Exercise materials:
##############################
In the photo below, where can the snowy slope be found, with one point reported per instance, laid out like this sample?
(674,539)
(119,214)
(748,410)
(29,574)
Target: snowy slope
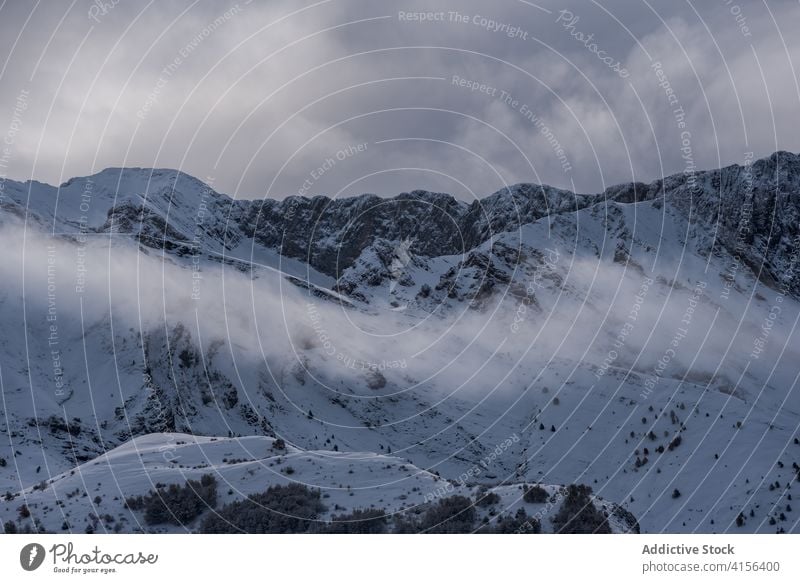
(596,329)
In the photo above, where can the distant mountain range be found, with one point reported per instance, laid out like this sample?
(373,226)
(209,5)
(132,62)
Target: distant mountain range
(641,341)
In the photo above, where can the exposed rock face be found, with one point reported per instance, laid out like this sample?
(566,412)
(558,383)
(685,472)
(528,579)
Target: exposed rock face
(753,210)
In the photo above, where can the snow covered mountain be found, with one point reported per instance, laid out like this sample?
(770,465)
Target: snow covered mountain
(641,341)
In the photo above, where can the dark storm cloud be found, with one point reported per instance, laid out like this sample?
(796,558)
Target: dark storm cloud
(273,99)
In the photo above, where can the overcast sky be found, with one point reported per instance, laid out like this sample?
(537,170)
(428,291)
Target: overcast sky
(274,99)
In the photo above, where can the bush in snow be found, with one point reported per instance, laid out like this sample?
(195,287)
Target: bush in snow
(578,515)
(278,510)
(371,521)
(176,504)
(535,495)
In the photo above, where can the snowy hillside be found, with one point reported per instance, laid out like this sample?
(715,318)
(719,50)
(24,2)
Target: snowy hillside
(641,341)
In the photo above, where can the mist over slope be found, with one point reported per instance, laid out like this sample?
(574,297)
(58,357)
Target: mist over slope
(641,341)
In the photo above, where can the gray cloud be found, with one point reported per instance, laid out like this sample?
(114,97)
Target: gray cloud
(259,96)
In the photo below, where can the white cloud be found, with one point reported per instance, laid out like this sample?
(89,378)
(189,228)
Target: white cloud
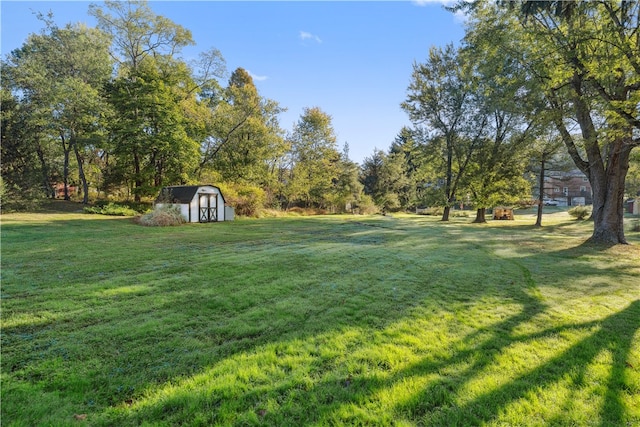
##############################
Prompt: Copy out every one of the lines above word for word, leaving out the pictures.

Completed task:
In the photo below, where can the snowy slope be found, with one point reported per instance, laid out like this sample?
(674,539)
(119,214)
(748,410)
(29,574)
Target: snowy slope
(596,329)
In the photo above, where can the distant mountain range be found, with one point reported per instance, laid out like this sample?
(373,226)
(209,5)
(132,62)
Target: distant mountain range
(641,341)
In the photo above, where can the exposed rock face be found, with one point reported per instance, laid out like this sample?
(566,412)
(558,383)
(685,472)
(528,579)
Target: exposed rock face
(753,210)
In the photo above, where can the snow covered mountain be found, with one point reported per instance, laid out like this sample?
(770,465)
Target: snow covered mountain
(641,341)
In the photo above, where can the dark storm cloud be found, with one point reported per instance, laid out like this sample?
(796,558)
Target: dark storm cloud
(273,99)
In the photo above, where can the overcast sky be found, with one point reported per instance, laid out like this sample?
(537,170)
(428,291)
Target: overcast sky
(274,99)
In the photo above, where can the bush in snow be found, with one point reported per instance, laid out like this sample?
(195,287)
Target: bush in snow
(578,515)
(278,510)
(371,521)
(176,504)
(535,495)
In the photo above, where can the snowy hillside be found, with one point reported per instance, laid out like this sample?
(715,318)
(719,50)
(24,2)
Target: snowy hillside
(641,341)
In the photo above, where can the mist over slope be found, with one point reported per instance, laid out like this sample?
(574,297)
(58,357)
Target: mist over slope
(641,341)
In the photo above, where can the gray cloud be found, with one point reported per instance, laid out like this sample?
(114,97)
Target: gray cloud
(259,96)
In the photo below, where can the white cloud be found, with one point reported per instance, laid out like this sample?
(89,378)
(189,228)
Target: white cloud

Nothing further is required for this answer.